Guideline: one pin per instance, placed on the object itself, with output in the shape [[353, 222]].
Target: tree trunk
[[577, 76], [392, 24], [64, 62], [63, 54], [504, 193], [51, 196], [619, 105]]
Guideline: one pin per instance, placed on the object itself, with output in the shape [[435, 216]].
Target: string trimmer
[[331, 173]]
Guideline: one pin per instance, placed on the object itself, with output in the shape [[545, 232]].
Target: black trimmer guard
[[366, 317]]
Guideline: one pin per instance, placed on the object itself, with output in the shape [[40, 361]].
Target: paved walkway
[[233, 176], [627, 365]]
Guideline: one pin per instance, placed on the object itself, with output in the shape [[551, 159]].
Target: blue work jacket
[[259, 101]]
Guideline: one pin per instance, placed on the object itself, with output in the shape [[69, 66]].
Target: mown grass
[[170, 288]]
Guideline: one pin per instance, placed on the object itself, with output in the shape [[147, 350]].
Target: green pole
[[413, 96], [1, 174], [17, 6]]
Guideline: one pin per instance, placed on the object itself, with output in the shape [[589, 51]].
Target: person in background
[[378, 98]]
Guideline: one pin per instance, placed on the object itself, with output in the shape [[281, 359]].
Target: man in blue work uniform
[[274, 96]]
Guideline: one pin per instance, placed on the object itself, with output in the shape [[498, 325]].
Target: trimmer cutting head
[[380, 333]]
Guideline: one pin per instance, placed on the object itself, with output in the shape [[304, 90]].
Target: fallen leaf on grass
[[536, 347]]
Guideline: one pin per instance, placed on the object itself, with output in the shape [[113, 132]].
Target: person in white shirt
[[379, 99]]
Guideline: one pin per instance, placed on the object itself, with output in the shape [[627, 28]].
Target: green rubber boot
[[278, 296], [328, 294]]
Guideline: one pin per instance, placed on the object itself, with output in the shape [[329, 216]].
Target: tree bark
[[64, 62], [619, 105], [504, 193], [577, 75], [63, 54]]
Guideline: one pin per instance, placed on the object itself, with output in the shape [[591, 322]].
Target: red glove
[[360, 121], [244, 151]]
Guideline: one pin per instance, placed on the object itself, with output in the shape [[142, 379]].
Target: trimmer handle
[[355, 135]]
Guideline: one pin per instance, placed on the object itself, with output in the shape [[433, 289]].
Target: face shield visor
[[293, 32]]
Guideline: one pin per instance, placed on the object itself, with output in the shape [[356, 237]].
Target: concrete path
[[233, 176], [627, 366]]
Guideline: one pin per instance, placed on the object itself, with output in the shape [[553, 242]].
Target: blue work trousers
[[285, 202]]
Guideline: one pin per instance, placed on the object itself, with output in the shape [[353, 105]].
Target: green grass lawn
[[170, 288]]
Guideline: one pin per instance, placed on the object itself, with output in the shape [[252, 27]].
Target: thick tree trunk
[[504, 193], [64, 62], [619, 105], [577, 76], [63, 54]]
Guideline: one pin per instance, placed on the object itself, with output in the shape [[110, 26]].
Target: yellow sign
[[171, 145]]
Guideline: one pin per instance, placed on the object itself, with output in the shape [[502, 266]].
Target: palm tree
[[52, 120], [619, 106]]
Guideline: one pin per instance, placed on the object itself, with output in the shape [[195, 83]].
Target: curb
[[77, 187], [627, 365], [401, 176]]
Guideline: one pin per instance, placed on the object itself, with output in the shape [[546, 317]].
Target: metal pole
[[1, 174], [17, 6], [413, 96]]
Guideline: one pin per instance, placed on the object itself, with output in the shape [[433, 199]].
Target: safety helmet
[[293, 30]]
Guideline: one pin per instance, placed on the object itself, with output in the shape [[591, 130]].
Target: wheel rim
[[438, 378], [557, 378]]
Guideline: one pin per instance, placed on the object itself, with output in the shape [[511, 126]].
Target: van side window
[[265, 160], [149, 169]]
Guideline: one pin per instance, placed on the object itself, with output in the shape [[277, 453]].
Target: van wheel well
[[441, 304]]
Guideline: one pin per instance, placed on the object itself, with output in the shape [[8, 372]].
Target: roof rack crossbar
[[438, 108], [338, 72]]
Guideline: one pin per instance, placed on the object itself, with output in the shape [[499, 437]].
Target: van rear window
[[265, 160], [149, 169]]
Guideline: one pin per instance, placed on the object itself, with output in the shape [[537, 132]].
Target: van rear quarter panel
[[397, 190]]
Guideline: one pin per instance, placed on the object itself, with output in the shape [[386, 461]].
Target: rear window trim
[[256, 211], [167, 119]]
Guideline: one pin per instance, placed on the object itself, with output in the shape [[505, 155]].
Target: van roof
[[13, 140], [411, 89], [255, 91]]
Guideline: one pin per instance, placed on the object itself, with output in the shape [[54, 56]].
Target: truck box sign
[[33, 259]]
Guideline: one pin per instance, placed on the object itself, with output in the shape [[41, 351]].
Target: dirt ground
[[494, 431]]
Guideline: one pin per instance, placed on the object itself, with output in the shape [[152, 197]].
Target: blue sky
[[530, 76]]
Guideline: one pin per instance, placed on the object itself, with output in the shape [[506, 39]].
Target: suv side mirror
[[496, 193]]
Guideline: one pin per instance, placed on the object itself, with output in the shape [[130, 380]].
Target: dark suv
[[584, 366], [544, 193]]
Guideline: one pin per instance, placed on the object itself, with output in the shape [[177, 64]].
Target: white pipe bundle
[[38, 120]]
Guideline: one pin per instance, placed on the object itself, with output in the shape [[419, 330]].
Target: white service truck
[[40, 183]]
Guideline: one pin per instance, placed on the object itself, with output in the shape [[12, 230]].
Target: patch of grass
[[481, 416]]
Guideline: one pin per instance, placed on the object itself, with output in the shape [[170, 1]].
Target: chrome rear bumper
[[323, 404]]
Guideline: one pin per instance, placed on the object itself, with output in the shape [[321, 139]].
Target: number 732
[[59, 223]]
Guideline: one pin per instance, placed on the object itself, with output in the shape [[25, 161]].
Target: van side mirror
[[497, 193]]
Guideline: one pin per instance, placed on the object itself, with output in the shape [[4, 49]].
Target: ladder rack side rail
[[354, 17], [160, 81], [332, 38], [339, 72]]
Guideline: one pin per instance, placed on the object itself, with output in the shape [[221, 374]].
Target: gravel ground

━━━

Task statement:
Turn the listing above into a Markdown table with two columns, Row and Listing line. Put each non-blank line in its own row, numbered in order.

Written answer:
| Row | Listing line |
|---|---|
| 1 | Guideline: one pin per instance, placed on the object itself, with output in the shape [[353, 222]]. |
| 2 | Target: tree trunk |
| 3 | [[577, 76], [392, 24], [64, 62], [63, 54], [504, 193], [51, 196], [619, 105]] |
| 4 | Guideline: one pin per instance, placed on the object itself, with output in the shape [[435, 216]]. |
| 5 | Target: string trimmer |
| 6 | [[331, 173]] |
| 7 | Guideline: one pin per instance, placed on the object itself, with output in the shape [[545, 232]]. |
| 8 | Target: black trimmer guard |
| 9 | [[366, 317]] |
| 10 | Guideline: one pin per instance, placed on the object itself, with output in the shape [[40, 361]]. |
| 11 | Target: paved walkway |
| 12 | [[233, 176], [627, 365]] |
| 13 | Guideline: one pin per instance, placed on the object itself, with output in the shape [[551, 159]]. |
| 14 | Target: blue work jacket |
| 15 | [[259, 101]] |
| 16 | Guideline: one pin per instance, placed on the object itself, with output in the shape [[69, 66]]. |
| 17 | Target: mown grass |
| 18 | [[170, 288]] |
| 19 | Guideline: one pin per instance, placed on the object itself, with output in the shape [[147, 350]]. |
| 20 | Target: green pole |
| 21 | [[413, 96], [1, 174], [17, 6]] |
| 22 | Guideline: one pin per instance, placed on the object itself, with output in the shape [[589, 51]]. |
| 23 | Target: person in background |
| 24 | [[378, 98]] |
| 25 | Guideline: one pin per instance, placed on the object itself, with output in the shape [[281, 359]]. |
| 26 | Target: man in blue work uniform |
| 27 | [[274, 96]] |
| 28 | Guideline: one pin per instance, placed on the object itself, with output in the shape [[498, 325]]. |
| 29 | Target: trimmer cutting head |
| 30 | [[380, 333]] |
| 31 | Guideline: one pin per instance, placed on the object itself, with output in the shape [[304, 90]]. |
| 32 | Target: fallen leaf on grass |
| 33 | [[536, 347]] |
| 34 | Guideline: one pin per instance, placed on the object itself, with output in the shape [[113, 132]]. |
| 35 | Target: person in white shirt |
| 36 | [[379, 99]] |
| 37 | Guideline: one pin per instance, placed on the object itself, with output in the shape [[627, 28]]. |
| 38 | Target: green rubber boot |
| 39 | [[278, 296], [328, 294]] |
| 40 | Guideline: one pin per instance, placed on the object itself, with output in the shape [[329, 216]]. |
| 41 | Target: tree bark |
| 42 | [[64, 62], [619, 105], [504, 193], [577, 75], [63, 54]] |
| 43 | Guideline: one pin per instance, placed on the object itself, with output in the shape [[591, 322]]. |
| 44 | Target: red glove |
| 45 | [[360, 121], [244, 151]] |
| 46 | Guideline: one pin per instance, placed on the object itself, with output in the shape [[142, 379]]. |
| 47 | Target: trimmer handle |
| 48 | [[355, 135]] |
| 49 | Guideline: one pin per instance, placed on the object itself, with output in the shape [[433, 289]]. |
| 50 | Target: face shield visor |
| 51 | [[293, 32]] |
| 52 | Guideline: one pin per instance, placed on the object itself, with output in the shape [[356, 237]]. |
| 53 | Target: concrete path |
| 54 | [[233, 176], [627, 366]] |
| 55 | Guideline: one pin per instance, placed on the object itself, with output in the shape [[553, 242]]. |
| 56 | Target: blue work trousers |
| 57 | [[285, 202]] |
| 58 | Guideline: one pin per instance, placed on the object itself, with output in the shape [[353, 105]]. |
| 59 | Target: green grass lawn |
| 60 | [[170, 288]] |
| 61 | Guideline: one pin per instance, placed on the object itself, with output in the shape [[252, 27]]. |
| 62 | Target: thick tree trunk |
| 63 | [[504, 193], [64, 62], [619, 105], [577, 76], [63, 54]] |
| 64 | Guideline: one pin per instance, placed on the object itself, with output in the shape [[110, 26]]. |
| 65 | Target: yellow sign |
| 66 | [[171, 145]] |
| 67 | Guideline: one pin per instance, placed on the object itself, with output in the shape [[502, 266]]. |
| 68 | Target: palm tree |
| 69 | [[52, 120], [619, 106]] |
| 70 | Guideline: one pin per instance, placed on the object itself, with output in the shape [[195, 83]]. |
| 71 | Target: curb |
| 72 | [[77, 187], [627, 365], [401, 176]] |
| 73 | Guideline: one pin per instance, placed on the object itself, with output in the shape [[546, 317]]. |
| 74 | Target: metal pole |
| 75 | [[1, 174], [17, 6], [413, 96]] |
| 76 | Guideline: one pin per instance, placed on the object itself, with output in the shape [[433, 199]]. |
| 77 | Target: safety helmet |
| 78 | [[293, 30]] |
| 79 | Guideline: one pin per instance, placed on the object itself, with output in the shape [[591, 130]]. |
| 80 | Target: wheel rim |
| 81 | [[438, 378], [557, 378]] |
| 82 | Guideline: one pin per instance, placed on the object itself, with output in the shape [[511, 126]]. |
| 83 | Target: van side window |
| 84 | [[265, 160], [149, 169]] |
| 85 | Guideline: one pin per instance, placed on the object itself, with output in the shape [[277, 453]]. |
| 86 | Target: van wheel well |
| 87 | [[441, 304]] |
| 88 | Guideline: one pin per instance, placed on the object itself, with output in the shape [[8, 372]]. |
| 89 | Target: roof rack crossbar |
| 90 | [[438, 108], [338, 72]] |
| 91 | Guideline: one pin per instance, placed on the object itself, with output in the shape [[499, 437]]. |
| 92 | Target: van rear window |
| 93 | [[265, 160], [149, 169]] |
| 94 | Guideline: one pin per instance, placed on the object itself, with output in the shape [[537, 132]]. |
| 95 | Target: van rear quarter panel |
| 96 | [[397, 190]] |
| 97 | Guideline: one pin per instance, placed on the object itself, with output in the shape [[386, 461]]. |
| 98 | Target: rear window trim |
| 99 | [[256, 211], [167, 119]] |
| 100 | Guideline: one pin per instance, placed on the object itself, with output in the shape [[505, 155]]. |
| 101 | Target: van roof |
| 102 | [[13, 140], [411, 89], [255, 91]] |
| 103 | Guideline: one pin per instance, placed on the object itself, with output in the shape [[54, 56]]. |
| 104 | Target: truck box sign |
| 105 | [[33, 259]] |
| 106 | Guideline: one pin per instance, placed on the object itself, with output in the shape [[41, 351]]. |
| 107 | Target: dirt ground |
| 108 | [[494, 431]] |
| 109 | Guideline: one pin per instance, placed on the object itself, with output in the shape [[152, 197]]. |
| 110 | Target: blue sky |
| 111 | [[530, 76]] |
| 112 | Guideline: one pin per instance, placed on the object itself, with output in the shape [[506, 39]]. |
| 113 | Target: suv side mirror |
| 114 | [[496, 193]] |
| 115 | Guideline: one pin per instance, placed on the object itself, with output in the shape [[130, 380]]. |
| 116 | Target: dark suv |
| 117 | [[584, 366], [544, 193]] |
| 118 | Guideline: one pin per instance, placed on the object itself, with output in the shape [[177, 64]]. |
| 119 | Target: white pipe bundle |
| 120 | [[38, 120]] |
| 121 | Guideline: one pin per instance, placed on the object itself, with output in the shape [[419, 330]]. |
| 122 | Target: white service truck |
| 123 | [[40, 183]] |
| 124 | Guideline: one pin per instance, placed on the object itself, with output in the shape [[12, 230]]. |
| 125 | Target: patch of grass |
| 126 | [[481, 416]] |
| 127 | Guideline: one pin per instance, placed on the object itself, with output in the shape [[170, 1]]. |
| 128 | Target: chrome rear bumper |
| 129 | [[323, 404]] |
| 130 | Guideline: one pin per instance, placed on the object itself, with output in the shape [[321, 139]]. |
| 131 | Target: number 732 |
| 132 | [[59, 223]] |
| 133 | Guideline: one pin per instance, placed on the object itself, with output in the shape [[25, 161]]. |
| 134 | Target: van side mirror |
| 135 | [[497, 193]] |
| 136 | Guideline: one pin per instance, placed on the object itself, with output in the shape [[4, 49]]. |
| 137 | Target: ladder rack side rail |
| 138 | [[354, 17], [160, 81], [332, 38], [339, 72]] |
| 139 | Guideline: one pin per instance, placed on the object itself, with output in the shape [[221, 374]]. |
| 140 | Target: gravel ground |